--- start MATERIAL FOR THE TASK ---

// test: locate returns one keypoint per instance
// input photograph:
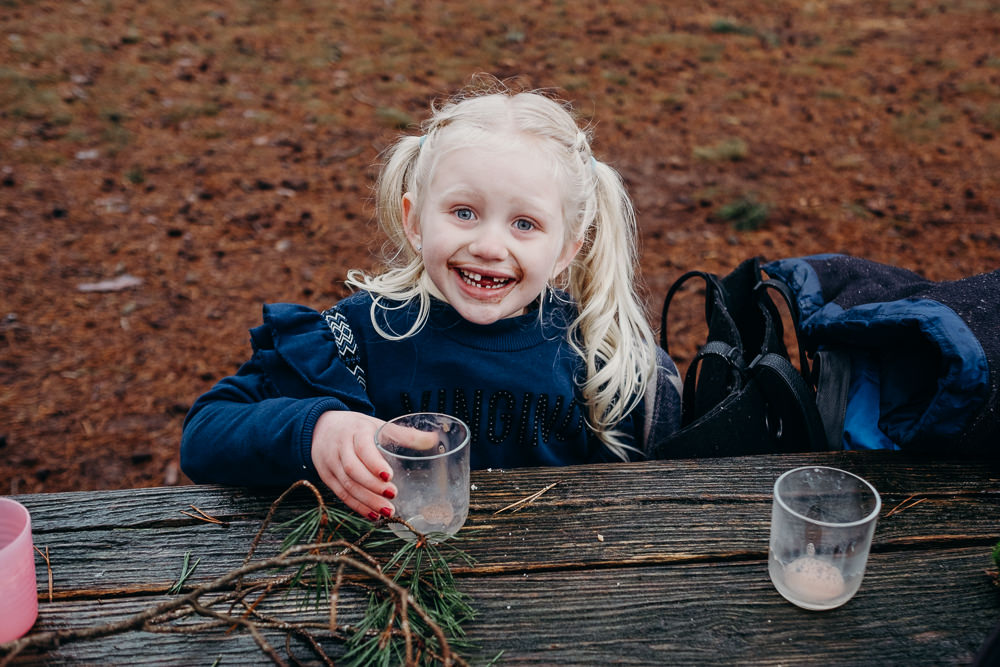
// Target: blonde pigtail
(402, 281)
(615, 339)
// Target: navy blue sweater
(514, 382)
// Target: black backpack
(887, 360)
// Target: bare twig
(524, 502)
(48, 566)
(904, 506)
(234, 590)
(202, 516)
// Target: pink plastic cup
(18, 590)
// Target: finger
(408, 436)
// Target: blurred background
(165, 168)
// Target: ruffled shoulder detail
(319, 350)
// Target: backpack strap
(793, 418)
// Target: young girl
(509, 304)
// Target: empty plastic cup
(18, 590)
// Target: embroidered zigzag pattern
(347, 347)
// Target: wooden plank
(931, 607)
(543, 536)
(744, 478)
(119, 542)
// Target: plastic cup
(822, 522)
(18, 590)
(429, 456)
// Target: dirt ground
(206, 157)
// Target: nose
(489, 243)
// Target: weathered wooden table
(653, 563)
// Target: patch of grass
(991, 117)
(922, 125)
(730, 149)
(744, 213)
(830, 94)
(727, 26)
(135, 175)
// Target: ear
(411, 221)
(566, 257)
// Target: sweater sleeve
(256, 427)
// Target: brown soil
(221, 153)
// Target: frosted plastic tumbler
(18, 591)
(822, 522)
(429, 456)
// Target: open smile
(478, 280)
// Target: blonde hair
(611, 332)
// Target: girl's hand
(345, 456)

--- end MATERIAL FOR THE TASK ---

Can you lay out every line of the rows above as a JSON list of strings, one string per line, with blank lines and the pictures left out?

▸ ANSWER TO THIS EXERCISE:
[
  "// test: locate returns one keypoint per instance",
  "// input photograph:",
  "// Target: blonde pigtail",
  "(402, 281)",
  "(615, 339)",
  "// Target: navy blue sweater",
  "(514, 382)",
  "// Target: black backpack",
  "(887, 360)",
  "// Target: bare twig",
  "(524, 502)",
  "(48, 566)",
  "(904, 506)",
  "(234, 590)",
  "(202, 516)",
  "// Target: pink plastic cup",
  "(18, 590)",
  "// Target: finger",
  "(408, 436)",
  "// Target: blurred background",
  "(165, 168)",
  "// Target: ruffled shoulder detail",
  "(319, 350)",
  "// Target: backpack strap",
  "(793, 418)",
  "// Target: young girl",
  "(509, 304)",
  "// Target: empty plastic cup",
  "(18, 590)",
  "// Target: embroidered zigzag pattern",
  "(347, 347)",
  "// Target: wooden plank",
  "(931, 607)",
  "(543, 536)",
  "(744, 478)",
  "(119, 542)",
  "// Target: plastic cup",
  "(822, 522)",
  "(18, 590)",
  "(429, 456)",
  "// Target: dirt ground",
  "(206, 157)",
  "// Target: nose",
  "(489, 243)",
  "// Target: weathered wooden table",
  "(653, 563)",
  "// Target: patch of grass",
  "(991, 117)",
  "(922, 125)",
  "(730, 149)",
  "(744, 213)",
  "(830, 94)",
  "(727, 26)",
  "(135, 175)",
  "// Target: ear",
  "(411, 221)",
  "(566, 257)",
  "// Target: sweater sleeve",
  "(256, 427)",
  "// Target: brown soil",
  "(221, 153)",
  "// Target: frosted plastic tumbler",
  "(18, 591)",
  "(822, 522)",
  "(429, 456)",
  "// Target: open smile",
  "(478, 280)",
  "// Target: blonde hair",
  "(611, 332)",
  "// Target: girl's hand",
  "(345, 456)"
]